Copy the records exactly. Include every line.
===== DATA SUPPLIED
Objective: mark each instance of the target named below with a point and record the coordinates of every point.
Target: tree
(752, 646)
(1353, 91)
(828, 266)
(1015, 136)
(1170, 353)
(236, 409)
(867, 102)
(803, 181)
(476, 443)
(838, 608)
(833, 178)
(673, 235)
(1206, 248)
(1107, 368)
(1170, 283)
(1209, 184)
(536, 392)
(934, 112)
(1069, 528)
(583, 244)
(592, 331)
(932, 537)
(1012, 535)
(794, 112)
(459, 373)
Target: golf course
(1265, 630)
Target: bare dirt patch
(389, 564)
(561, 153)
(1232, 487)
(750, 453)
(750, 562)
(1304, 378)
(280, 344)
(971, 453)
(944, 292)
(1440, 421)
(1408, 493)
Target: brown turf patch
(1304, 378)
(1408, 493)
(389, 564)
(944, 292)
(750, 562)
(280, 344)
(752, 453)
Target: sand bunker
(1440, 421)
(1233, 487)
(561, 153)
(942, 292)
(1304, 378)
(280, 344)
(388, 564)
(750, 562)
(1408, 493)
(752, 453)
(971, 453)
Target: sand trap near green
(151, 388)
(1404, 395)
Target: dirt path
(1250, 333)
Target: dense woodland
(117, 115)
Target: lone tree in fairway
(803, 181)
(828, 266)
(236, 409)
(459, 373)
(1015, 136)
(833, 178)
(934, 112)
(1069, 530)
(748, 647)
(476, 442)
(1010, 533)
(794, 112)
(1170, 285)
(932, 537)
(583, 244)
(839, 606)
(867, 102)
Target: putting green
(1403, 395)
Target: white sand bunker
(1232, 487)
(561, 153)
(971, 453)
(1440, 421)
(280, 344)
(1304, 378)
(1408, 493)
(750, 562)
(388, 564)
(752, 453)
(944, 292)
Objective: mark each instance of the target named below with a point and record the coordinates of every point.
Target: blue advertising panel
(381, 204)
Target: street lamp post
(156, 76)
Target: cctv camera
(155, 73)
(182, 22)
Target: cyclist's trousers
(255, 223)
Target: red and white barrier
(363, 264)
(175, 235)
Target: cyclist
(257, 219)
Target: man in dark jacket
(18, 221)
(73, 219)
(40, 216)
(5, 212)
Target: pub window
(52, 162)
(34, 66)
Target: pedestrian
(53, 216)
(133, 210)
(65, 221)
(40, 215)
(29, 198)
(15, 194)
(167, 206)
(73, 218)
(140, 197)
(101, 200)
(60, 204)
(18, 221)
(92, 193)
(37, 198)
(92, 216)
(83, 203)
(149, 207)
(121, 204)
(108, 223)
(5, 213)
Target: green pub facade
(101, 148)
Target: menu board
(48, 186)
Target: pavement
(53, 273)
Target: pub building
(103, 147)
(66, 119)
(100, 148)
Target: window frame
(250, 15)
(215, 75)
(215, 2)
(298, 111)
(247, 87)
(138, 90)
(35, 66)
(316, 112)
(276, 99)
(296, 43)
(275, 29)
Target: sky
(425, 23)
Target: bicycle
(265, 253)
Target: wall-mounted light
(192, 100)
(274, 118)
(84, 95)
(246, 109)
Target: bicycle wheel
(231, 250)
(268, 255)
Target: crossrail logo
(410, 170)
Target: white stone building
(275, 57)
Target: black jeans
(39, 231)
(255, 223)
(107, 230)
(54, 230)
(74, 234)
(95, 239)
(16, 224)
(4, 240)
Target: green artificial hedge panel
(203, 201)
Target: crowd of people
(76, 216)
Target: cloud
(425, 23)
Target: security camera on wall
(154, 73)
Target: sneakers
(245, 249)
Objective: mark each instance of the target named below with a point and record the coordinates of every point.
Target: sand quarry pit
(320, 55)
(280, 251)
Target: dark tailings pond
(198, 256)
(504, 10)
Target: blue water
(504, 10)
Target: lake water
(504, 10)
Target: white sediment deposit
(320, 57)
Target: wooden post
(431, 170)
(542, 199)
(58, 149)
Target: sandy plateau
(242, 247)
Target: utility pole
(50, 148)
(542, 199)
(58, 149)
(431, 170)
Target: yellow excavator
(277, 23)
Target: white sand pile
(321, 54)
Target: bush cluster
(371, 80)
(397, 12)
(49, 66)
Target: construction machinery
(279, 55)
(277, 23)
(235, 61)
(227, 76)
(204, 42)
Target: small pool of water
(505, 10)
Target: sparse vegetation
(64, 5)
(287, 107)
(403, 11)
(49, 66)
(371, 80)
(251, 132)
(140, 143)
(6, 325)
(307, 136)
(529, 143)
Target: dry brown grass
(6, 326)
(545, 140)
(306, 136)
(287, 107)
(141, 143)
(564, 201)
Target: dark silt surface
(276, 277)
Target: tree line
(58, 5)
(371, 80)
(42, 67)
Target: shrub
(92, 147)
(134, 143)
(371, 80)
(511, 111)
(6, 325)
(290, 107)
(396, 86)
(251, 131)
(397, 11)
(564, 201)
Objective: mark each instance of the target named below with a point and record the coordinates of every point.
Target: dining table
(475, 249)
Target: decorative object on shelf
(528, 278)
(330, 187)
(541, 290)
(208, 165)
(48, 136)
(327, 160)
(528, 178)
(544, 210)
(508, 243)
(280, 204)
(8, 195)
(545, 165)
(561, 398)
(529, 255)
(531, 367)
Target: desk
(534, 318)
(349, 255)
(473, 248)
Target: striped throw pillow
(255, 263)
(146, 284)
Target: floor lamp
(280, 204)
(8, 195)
==========
▶ RESULT
Objective: mark each instance of the target named below with a point and record the coordinates of every point.
Target: tree
(752, 646)
(1353, 91)
(828, 266)
(1015, 136)
(1170, 353)
(236, 409)
(867, 102)
(803, 181)
(476, 443)
(838, 608)
(833, 178)
(673, 235)
(1206, 248)
(1107, 368)
(1170, 283)
(1209, 184)
(536, 392)
(934, 112)
(1069, 528)
(583, 244)
(592, 331)
(932, 537)
(1012, 535)
(794, 112)
(459, 373)
Target: golf course
(1265, 630)
Target: bare dirt patch
(389, 564)
(561, 153)
(1232, 487)
(750, 453)
(750, 562)
(1304, 378)
(280, 344)
(971, 453)
(944, 292)
(1440, 421)
(1408, 493)
Target: brown turf patch
(1304, 378)
(1408, 493)
(389, 564)
(944, 292)
(750, 562)
(280, 344)
(752, 453)
Target: sand bunker
(1440, 421)
(1233, 487)
(561, 153)
(942, 292)
(1304, 378)
(280, 344)
(388, 564)
(750, 562)
(1408, 493)
(752, 453)
(971, 453)
Target: sand trap near green
(151, 388)
(1404, 395)
Target: dirt path
(1250, 333)
Target: dense woodland
(117, 115)
Target: lone tree in fairway
(803, 181)
(828, 266)
(236, 409)
(459, 373)
(1015, 136)
(833, 178)
(934, 112)
(1069, 530)
(748, 647)
(476, 442)
(1010, 533)
(794, 112)
(1170, 285)
(932, 537)
(583, 244)
(839, 606)
(867, 102)
Target: putting green
(1403, 395)
Target: white sand bunker
(1232, 487)
(561, 153)
(971, 453)
(1440, 421)
(280, 344)
(1304, 378)
(1408, 493)
(750, 562)
(388, 564)
(752, 453)
(944, 292)
Objective: mark each instance of the target named below with a point and record the coordinates of every point.
Target: blue advertising panel
(381, 204)
Target: street lamp post
(156, 76)
Target: cctv camera
(155, 73)
(182, 22)
Target: cyclist's trousers
(255, 223)
Target: red and white barrier
(363, 264)
(175, 235)
Target: cyclist
(257, 219)
Target: man in dark jacket
(18, 221)
(73, 219)
(40, 216)
(5, 212)
Target: pub window
(52, 162)
(34, 66)
Target: pedestrian
(53, 216)
(133, 210)
(65, 221)
(40, 215)
(29, 198)
(15, 194)
(167, 206)
(73, 218)
(140, 197)
(101, 200)
(60, 204)
(18, 221)
(92, 193)
(37, 198)
(92, 216)
(83, 203)
(149, 207)
(121, 204)
(108, 223)
(5, 213)
Target: green pub facade
(101, 148)
Target: menu board
(48, 186)
Target: pavement
(53, 273)
Target: pub building
(103, 147)
(66, 119)
(100, 148)
Target: window frame
(250, 15)
(215, 75)
(215, 2)
(298, 111)
(247, 87)
(138, 90)
(35, 66)
(316, 112)
(276, 99)
(296, 43)
(275, 29)
Target: sky
(425, 23)
Target: bicycle
(265, 253)
Target: wall-mounted light
(192, 100)
(274, 118)
(84, 95)
(246, 109)
Target: bicycle wheel
(231, 250)
(268, 255)
Target: crossrail logo
(410, 170)
Target: white stone building
(275, 57)
Target: black jeans
(39, 231)
(255, 223)
(107, 230)
(54, 230)
(74, 234)
(95, 239)
(16, 224)
(4, 240)
Target: green artificial hedge panel
(203, 201)
Target: crowd of people
(76, 216)
Target: cloud
(425, 23)
Target: security camera on wall
(154, 73)
Target: sneakers
(245, 249)
Objective: mark each instance of the target named below with a point and record the coordinates of every point.
Target: sand quarry pit
(320, 55)
(280, 251)
Target: dark tailings pond
(198, 256)
(504, 10)
Target: blue water
(504, 10)
Target: lake water
(504, 10)
Target: white sediment deposit
(320, 57)
Target: wooden post
(431, 170)
(542, 199)
(58, 149)
Target: sandy plateau
(242, 247)
Target: utility pole
(50, 148)
(542, 199)
(58, 149)
(431, 170)
Target: yellow excavator
(277, 23)
Target: white sand pile
(321, 54)
Target: bush cluster
(371, 80)
(397, 12)
(49, 66)
Target: construction machinery
(279, 55)
(277, 23)
(235, 61)
(227, 76)
(204, 42)
Target: small pool of water
(505, 10)
Target: sparse vegetation
(64, 5)
(287, 107)
(403, 11)
(49, 66)
(371, 80)
(251, 132)
(140, 143)
(6, 325)
(307, 136)
(529, 143)
Target: dry brown grass
(6, 326)
(545, 140)
(306, 136)
(287, 107)
(141, 143)
(564, 201)
Target: dark silt surface
(276, 277)
Target: tree line
(58, 5)
(371, 80)
(42, 67)
Target: shrub
(92, 147)
(134, 143)
(371, 80)
(511, 111)
(6, 325)
(290, 107)
(396, 86)
(251, 131)
(397, 11)
(564, 201)
Objective: mark each instance of the target named below with a point and record the coordinates of every point.
Target: dining table
(475, 249)
Target: decorative object on shelf
(528, 278)
(330, 187)
(541, 290)
(208, 165)
(48, 136)
(327, 160)
(528, 178)
(544, 210)
(508, 243)
(280, 204)
(8, 195)
(545, 165)
(561, 398)
(529, 255)
(531, 367)
Target: desk
(534, 318)
(349, 255)
(473, 248)
Target: striped throw pillow
(255, 263)
(146, 284)
Target: floor lamp
(280, 204)
(8, 195)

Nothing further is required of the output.